Given exercise 1: For each statement about the market commentary, answer yes or no on whether the text agrees, and quote the exact words that decide it: (a) The Nasdaq advanced 1.3 percent for the week. (b) Health care was the only sector that declined. (c) The CBOE Volatility Index rose to 14.30.
Given exercise 2: Rewrite the market commentary from "February 22. 2015" to "fell to 14.30.", changing "Dow Jones Industrial Average" to "Dow".
Given exercise 3: According to the market commentary, what level must the S&P 500 stay above for the market's underlying bullish trend to remain intact?

Text extract:
February 22. 2015
Right in line with our recent call, U.S. stocks rose for the week, sending the S&P 500 and Dow Jones Industrial Average to record levels. For the week, the Dow Jones Industrial Average advanced 121.09 points, or 0.7 percent, to 18,140.44 to top its closing high from Dec. 26. The S&P 500 climbed 0.6 percent to a record 2,110.3 in the holiday-shortened week, its third record close for the year. The Nasdaq advanced 1.3 percent from last Friday’s close to 4,955.97. Most key S&P sectors ended in positive territory for the week, led by health care. Energy was the only decliner. The CBOE Volatility Index (VIX), widely considered the best gauge of fear in the market, fell to 14.30.
Short-Term Technical Condition
The short-term uptrend of the market continued to gain more bullish ground last week. This is mainly due to the fact that the S&P 500 closed 66 points above the bearish threshold from the Trend Trader Index. This indicates that the underlying bullish trend of the market remains intact as long as the broad equity benchmark does not drop below 2,044. Furthermore, we can see that both envelope lines of this reliable indicator are still strongly drifting higher. This is telling us that within the last couple of weeks, we saw higher highs and higher lows, which is another typical pattern for a strong short-term oriented uptrend. This bullish short-term uptrend is also supported by the readings of the Modified MACD, which showed an increasing bullish gap last week. Above all, the gauge from the Advance-/Decline 20 Day Momentum Indicator finished the week at quite encouraging levels, although it should be much higher given the fact that the S&P 500 reached a new all-time high last week.

Dataset extract:
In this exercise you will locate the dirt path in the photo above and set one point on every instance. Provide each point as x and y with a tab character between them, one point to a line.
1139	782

Worked answer 1:
(a) Yes: "The Nasdaq advanced 1.3 percent from last Friday’s close to 4,955.97."
(b) No: "Most key S&P sectors ended in positive territory for the week, led by health care. Energy was the only decliner."
(c) No: "The CBOE Volatility Index (VIX), widely considered the best gauge of fear in the market, fell to 14.30."

Worked answer 2:
February 22. 2015
Right in line with our recent call, U.S. stocks rose for the week, sending the S&P 500 and Dow to record levels. For the week, the Dow advanced 121.09 points, or 0.7 percent, to 18,140.44 to top its closing high from Dec. 26. The S&P 500 climbed 0.6 percent to a record 2,110.3 in the holiday-shortened week, its third record close for the year. The Nasdaq advanced 1.3 percent from last Friday’s close to 4,955.97. Most key S&P sectors ended in positive territory for the week, led by health care. Energy was the only decliner. The CBOE Volatility Index (VIX), widely considered the best gauge of fear in the market, fell to 14.30.

Worked answer 3: 2,044